* [Records supplied]:
┌──

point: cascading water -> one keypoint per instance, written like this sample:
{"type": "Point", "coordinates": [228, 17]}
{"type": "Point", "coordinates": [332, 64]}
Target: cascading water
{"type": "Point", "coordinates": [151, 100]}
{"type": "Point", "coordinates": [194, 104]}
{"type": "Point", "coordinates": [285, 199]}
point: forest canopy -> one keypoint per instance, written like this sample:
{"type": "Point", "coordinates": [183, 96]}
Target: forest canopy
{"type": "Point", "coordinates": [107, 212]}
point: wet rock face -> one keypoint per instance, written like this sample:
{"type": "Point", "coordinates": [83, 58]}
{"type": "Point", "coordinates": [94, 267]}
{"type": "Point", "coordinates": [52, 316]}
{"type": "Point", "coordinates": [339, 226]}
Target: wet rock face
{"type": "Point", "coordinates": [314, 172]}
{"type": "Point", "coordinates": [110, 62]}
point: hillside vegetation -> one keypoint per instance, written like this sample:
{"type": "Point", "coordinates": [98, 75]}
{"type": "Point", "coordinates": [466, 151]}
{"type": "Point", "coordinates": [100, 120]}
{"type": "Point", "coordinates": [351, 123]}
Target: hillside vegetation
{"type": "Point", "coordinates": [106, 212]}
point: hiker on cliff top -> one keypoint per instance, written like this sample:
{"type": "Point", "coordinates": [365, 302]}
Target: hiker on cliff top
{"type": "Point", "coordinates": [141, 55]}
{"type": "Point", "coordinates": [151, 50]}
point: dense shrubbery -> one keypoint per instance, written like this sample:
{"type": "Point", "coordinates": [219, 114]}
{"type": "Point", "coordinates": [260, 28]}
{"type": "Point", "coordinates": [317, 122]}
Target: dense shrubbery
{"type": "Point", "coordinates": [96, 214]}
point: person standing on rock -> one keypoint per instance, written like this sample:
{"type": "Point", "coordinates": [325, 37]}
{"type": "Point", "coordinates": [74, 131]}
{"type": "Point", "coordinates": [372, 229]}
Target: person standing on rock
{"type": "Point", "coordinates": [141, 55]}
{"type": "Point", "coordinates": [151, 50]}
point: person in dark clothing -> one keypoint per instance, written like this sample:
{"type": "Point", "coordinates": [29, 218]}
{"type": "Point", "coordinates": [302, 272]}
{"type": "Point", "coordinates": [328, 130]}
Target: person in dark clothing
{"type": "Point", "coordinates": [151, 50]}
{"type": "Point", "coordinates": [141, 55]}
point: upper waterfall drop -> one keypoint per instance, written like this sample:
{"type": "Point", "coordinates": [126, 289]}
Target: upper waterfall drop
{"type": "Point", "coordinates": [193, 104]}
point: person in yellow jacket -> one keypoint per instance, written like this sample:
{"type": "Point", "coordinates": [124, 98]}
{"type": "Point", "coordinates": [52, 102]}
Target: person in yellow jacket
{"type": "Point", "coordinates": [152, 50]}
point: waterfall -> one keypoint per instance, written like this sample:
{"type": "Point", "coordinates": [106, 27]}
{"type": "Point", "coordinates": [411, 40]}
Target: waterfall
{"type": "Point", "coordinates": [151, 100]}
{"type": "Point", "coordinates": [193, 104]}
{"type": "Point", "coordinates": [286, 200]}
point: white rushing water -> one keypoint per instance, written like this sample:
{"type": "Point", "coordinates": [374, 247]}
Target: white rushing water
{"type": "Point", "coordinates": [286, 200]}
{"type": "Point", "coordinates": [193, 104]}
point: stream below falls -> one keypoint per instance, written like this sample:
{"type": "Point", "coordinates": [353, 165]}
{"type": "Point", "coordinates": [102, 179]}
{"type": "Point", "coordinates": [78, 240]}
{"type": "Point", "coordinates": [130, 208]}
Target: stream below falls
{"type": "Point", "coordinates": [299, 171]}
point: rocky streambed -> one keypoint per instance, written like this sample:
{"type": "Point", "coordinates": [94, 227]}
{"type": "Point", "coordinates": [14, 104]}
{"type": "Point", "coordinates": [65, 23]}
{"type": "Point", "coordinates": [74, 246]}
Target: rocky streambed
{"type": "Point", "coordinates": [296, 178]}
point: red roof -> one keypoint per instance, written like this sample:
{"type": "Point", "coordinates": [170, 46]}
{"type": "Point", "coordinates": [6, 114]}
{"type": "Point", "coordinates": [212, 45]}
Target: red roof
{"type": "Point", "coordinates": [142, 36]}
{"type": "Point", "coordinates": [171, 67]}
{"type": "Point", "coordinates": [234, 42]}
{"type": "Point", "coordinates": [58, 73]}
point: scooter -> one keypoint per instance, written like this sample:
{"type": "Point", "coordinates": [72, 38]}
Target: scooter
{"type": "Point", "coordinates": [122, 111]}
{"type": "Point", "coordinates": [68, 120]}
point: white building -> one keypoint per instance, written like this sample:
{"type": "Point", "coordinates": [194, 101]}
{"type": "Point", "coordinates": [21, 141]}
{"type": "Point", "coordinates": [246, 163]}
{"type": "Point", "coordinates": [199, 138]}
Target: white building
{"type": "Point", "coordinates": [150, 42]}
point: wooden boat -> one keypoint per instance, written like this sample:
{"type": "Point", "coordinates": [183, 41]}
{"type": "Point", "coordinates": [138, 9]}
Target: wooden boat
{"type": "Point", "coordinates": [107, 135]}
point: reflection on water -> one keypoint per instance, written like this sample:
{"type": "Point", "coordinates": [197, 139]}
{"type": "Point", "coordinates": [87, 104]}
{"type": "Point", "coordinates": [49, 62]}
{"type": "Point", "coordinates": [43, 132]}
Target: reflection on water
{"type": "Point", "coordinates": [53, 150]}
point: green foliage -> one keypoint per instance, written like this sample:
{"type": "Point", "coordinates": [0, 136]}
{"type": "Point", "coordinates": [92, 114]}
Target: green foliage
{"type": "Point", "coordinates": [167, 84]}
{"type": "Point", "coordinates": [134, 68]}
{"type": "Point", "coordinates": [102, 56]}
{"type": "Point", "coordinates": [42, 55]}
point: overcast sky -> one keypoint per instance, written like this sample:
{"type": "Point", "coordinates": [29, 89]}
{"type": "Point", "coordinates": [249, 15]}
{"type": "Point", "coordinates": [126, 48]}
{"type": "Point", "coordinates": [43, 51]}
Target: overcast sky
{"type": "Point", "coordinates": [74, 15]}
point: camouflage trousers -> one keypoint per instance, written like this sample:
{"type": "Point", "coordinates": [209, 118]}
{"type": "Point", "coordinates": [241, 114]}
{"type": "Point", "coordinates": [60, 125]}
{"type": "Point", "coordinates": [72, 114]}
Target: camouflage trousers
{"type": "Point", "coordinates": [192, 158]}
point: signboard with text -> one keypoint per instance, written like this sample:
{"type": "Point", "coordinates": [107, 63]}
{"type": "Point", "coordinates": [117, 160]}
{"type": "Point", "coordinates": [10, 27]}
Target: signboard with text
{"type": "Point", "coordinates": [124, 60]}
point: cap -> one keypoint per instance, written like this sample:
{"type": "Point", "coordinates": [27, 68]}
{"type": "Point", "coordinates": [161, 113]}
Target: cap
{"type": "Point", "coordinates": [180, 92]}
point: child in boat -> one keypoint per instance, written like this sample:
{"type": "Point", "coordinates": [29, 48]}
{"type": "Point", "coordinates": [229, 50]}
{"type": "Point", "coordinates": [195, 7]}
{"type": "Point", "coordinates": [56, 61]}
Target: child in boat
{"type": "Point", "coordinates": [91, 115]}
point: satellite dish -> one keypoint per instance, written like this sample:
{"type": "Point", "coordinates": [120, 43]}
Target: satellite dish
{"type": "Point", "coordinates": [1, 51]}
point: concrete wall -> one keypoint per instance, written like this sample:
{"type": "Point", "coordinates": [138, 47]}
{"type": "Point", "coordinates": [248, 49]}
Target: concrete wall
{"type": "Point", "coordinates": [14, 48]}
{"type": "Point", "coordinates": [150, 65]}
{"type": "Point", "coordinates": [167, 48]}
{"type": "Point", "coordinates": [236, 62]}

└──
┌──

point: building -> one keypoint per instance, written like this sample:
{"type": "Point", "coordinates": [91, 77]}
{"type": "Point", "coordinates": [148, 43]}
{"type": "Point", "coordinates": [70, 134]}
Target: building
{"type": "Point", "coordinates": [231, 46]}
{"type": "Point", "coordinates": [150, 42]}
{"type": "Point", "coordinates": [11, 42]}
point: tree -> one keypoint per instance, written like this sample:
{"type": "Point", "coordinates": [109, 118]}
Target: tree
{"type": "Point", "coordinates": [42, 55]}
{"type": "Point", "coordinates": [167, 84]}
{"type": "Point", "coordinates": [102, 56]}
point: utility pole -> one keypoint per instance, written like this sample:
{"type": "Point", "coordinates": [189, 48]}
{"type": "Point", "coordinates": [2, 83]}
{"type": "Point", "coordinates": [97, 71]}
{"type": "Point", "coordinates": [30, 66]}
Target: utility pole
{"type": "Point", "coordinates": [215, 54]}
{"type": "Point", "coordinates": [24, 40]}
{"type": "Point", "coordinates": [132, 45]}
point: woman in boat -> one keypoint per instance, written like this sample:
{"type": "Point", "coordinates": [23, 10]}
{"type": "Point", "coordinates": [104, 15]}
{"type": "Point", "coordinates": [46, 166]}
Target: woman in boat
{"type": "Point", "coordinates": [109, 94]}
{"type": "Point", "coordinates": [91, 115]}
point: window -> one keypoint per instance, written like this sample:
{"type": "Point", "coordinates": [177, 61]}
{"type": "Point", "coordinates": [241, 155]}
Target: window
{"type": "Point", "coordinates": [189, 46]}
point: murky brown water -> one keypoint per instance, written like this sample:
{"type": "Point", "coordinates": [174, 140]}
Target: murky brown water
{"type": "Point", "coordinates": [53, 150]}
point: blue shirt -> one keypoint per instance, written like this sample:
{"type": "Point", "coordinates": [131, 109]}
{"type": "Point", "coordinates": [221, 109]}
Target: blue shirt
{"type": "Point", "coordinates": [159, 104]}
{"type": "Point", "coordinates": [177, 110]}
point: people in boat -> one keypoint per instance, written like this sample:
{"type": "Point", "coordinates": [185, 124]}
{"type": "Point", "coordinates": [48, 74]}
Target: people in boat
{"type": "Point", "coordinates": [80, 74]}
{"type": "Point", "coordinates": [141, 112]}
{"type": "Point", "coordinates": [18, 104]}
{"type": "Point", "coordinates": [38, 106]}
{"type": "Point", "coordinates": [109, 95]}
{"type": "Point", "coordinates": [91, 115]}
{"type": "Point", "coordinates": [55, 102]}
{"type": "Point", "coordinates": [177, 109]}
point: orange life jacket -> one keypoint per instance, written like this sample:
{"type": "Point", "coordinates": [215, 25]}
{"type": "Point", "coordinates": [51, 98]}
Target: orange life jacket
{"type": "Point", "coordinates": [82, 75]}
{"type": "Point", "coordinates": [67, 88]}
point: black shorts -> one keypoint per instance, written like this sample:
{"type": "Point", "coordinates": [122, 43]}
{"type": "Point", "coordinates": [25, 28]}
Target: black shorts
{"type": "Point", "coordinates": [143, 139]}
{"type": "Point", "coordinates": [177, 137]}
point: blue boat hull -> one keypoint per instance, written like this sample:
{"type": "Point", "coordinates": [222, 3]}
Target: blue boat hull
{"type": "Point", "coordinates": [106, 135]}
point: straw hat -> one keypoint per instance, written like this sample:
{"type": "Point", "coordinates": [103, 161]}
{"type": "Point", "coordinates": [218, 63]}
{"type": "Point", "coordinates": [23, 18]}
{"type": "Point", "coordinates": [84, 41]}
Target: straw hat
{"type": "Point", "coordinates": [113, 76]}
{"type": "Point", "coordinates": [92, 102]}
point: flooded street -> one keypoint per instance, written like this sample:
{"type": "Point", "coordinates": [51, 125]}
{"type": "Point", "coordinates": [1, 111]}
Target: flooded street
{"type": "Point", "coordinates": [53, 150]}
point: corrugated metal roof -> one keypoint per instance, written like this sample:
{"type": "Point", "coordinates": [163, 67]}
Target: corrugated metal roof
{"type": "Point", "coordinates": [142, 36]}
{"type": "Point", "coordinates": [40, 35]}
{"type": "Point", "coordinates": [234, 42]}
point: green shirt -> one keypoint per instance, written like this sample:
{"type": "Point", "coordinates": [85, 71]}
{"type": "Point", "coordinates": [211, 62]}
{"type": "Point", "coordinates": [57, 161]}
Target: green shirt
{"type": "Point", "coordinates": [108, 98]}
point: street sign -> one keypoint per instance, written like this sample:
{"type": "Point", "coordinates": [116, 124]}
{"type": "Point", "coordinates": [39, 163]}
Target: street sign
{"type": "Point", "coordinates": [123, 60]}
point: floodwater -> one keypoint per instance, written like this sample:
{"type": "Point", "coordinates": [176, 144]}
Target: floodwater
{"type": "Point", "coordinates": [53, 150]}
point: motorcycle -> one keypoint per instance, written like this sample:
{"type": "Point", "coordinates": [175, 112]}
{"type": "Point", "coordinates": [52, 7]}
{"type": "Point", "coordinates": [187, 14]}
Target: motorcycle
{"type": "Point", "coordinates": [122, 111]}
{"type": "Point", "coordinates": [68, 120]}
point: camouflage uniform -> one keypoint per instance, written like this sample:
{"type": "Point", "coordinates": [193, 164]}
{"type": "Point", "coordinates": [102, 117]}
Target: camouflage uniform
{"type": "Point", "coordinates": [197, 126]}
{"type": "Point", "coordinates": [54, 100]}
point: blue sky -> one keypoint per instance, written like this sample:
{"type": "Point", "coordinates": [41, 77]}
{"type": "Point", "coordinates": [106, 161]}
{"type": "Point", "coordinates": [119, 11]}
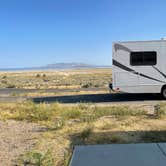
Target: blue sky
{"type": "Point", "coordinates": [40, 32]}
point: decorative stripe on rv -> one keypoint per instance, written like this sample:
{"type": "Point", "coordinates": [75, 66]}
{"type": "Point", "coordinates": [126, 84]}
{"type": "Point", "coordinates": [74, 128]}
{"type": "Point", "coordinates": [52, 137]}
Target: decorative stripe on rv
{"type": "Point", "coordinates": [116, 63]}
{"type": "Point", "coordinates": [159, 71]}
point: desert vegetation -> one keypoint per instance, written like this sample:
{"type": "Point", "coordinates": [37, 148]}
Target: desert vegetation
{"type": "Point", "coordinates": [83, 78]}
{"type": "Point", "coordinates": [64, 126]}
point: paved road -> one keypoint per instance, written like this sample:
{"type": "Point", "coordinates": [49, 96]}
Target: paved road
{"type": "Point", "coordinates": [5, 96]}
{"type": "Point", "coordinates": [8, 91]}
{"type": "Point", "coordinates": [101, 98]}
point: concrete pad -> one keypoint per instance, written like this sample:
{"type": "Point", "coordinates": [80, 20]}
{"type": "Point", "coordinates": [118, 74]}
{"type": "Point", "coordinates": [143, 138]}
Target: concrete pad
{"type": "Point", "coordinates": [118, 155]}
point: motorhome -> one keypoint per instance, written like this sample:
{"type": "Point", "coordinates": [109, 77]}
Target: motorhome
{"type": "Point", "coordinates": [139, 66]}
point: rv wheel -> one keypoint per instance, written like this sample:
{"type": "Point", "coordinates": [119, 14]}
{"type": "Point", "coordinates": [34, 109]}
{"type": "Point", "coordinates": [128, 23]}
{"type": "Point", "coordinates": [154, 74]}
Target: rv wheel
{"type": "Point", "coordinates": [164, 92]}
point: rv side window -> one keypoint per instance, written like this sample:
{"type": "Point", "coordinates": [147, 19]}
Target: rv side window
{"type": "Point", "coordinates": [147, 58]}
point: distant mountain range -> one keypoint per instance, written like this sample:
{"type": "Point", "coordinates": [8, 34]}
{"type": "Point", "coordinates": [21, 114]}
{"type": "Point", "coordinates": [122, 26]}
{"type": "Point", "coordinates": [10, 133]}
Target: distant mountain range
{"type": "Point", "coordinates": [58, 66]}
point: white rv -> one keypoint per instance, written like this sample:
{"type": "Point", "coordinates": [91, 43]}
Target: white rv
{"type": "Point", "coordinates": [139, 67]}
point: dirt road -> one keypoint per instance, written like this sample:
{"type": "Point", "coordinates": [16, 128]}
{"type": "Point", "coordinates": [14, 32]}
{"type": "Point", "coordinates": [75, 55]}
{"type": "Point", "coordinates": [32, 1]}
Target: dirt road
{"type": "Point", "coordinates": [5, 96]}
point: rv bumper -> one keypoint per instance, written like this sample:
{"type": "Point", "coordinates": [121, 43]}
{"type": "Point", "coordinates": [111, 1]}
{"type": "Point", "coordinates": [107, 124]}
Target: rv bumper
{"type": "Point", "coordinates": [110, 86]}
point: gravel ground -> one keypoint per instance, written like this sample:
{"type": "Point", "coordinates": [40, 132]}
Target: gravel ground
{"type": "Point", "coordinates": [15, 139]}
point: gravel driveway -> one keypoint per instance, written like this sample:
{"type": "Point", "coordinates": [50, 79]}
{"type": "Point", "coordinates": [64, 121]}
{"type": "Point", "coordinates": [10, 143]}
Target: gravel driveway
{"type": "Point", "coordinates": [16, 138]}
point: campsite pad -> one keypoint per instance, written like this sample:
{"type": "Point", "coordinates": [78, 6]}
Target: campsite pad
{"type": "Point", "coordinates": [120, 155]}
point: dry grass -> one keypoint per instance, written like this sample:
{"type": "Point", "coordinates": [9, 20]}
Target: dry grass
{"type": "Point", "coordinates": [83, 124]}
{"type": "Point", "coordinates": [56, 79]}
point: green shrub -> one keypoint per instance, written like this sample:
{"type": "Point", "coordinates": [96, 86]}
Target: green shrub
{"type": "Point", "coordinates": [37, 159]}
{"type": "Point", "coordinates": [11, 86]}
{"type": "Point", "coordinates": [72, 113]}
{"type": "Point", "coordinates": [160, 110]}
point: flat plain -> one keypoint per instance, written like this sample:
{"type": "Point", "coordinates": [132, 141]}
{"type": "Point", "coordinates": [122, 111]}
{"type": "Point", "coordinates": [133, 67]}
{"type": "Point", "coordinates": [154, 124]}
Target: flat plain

└──

* [What is being asked]:
Reproduce exactly the section above that begins at the line containing "point: straw hat" and ends at the line containing "point: flooded street", leaving out all other lines.

* [Exercise response]:
point: straw hat -> one keypoint per instance, written like this sample:
{"type": "Point", "coordinates": [103, 161]}
{"type": "Point", "coordinates": [218, 63]}
{"type": "Point", "coordinates": [23, 18]}
{"type": "Point", "coordinates": [84, 41]}
Target: straw hat
{"type": "Point", "coordinates": [113, 76]}
{"type": "Point", "coordinates": [92, 102]}
point: flooded street -> one keypoint per instance, written like this sample:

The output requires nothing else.